Atendimento precário

O medo de precisar transferir pacientes para cidades maiores impôs à cidade de João Dias (RN) o objetivo de atravessar a pandemia sem registro da doença, até porque não há uma unidade de saúde especializada para atendimento. A prefeitura pretende destinar um local do hospital municipal para futuras demandas, mas sabe que, se houver algum paciente grave, precisará contar com apoio estadual.

“Não temos UTI e nenhum respirador no município”, disse a secretária de Saúde da cidade, Elisabeth Xavier. Até o momento, foram descartados nove casos suspeitos em João Dias e qualquer pessoa com sintomas de gripe passa a ser monitorada pelos agentes de saúde. O município é o único dos 167 do Rio Grande do Norte que não tem casos confirmados. 

Com a interiorização da covid-19, oferecer vagas para pacientes que vêm de pequenas cidades sem equipamentos para atender a casos graves tornou-se uma nova dificuldade para as capitais e metrópoles dos estados. Belo Horizonte, capital de Minas Gerais, estado que concentra a maioria das cidades que ainda não registraram casos de covid-19, por exemplo, já tem ocupados 87,7% dos leitos de UTI da rede pública destinados à doença.

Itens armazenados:
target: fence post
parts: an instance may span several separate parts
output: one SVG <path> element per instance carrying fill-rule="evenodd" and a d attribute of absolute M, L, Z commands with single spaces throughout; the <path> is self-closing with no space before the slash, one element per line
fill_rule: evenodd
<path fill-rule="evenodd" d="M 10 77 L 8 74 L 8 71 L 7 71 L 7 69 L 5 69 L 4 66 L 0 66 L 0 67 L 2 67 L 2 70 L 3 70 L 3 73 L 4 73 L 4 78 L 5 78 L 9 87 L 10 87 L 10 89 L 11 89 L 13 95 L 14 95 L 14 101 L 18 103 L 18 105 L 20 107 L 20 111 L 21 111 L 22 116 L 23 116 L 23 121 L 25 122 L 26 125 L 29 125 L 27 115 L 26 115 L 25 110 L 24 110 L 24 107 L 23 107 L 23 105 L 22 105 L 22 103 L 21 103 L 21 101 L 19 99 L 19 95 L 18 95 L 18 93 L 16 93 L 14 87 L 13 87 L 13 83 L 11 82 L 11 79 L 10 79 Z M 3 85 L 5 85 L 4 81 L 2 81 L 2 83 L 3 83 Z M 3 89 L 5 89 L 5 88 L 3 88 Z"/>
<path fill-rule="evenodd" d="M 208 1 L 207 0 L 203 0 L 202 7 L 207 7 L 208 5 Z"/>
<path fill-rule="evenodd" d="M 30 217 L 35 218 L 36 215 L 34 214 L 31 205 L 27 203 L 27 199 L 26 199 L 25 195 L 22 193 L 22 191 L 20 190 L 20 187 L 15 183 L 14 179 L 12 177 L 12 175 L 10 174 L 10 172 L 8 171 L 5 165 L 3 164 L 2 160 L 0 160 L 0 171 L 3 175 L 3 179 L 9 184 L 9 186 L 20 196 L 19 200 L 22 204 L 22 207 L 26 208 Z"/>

* **O QUE FAZER**:
1. Liste todos os nomes de lugares, cidades e estados, mencionados no trecho citado.
2. Por favor, resuma o trecho citado em duas frases.
3. Responda às perguntas a seguir com base no trecho citado.
(a) O que a prefeitura de João Dias pretende destinar para futuras demandas?
(b) Quem é a secretária de Saúde de João Dias?
(c) Que percentual dos leitos de UTI da rede pública destinados à covid-19 já está ocupado em Belo Horizonte?

* **RESPOSTAS POR TAREFA**:
1.
João Dias
Rio Grande do Norte
Belo Horizonte
Minas Gerais

2. Sem UTI nem respiradores, João Dias (RN) é o único dos 167 municípios do Rio Grande do Norte sem casos confirmados de covid-19 e busca atravessar a pandemia sem registro da doença, monitorando qualquer pessoa com sintomas de gripe e contando com apoio estadual caso surja algum paciente grave. Com a interiorização da covid-19, oferecer vagas a pacientes de pequenas cidades sem equipamentos para casos graves tornou-se uma nova dificuldade para capitais e metrópoles como Belo Horizonte, que já tem ocupados 87,7% dos leitos de UTI da rede pública destinados à doença.

3.
(a) Um local do hospital municipal.
(b) Elisabeth Xavier.
(c) 87,7%.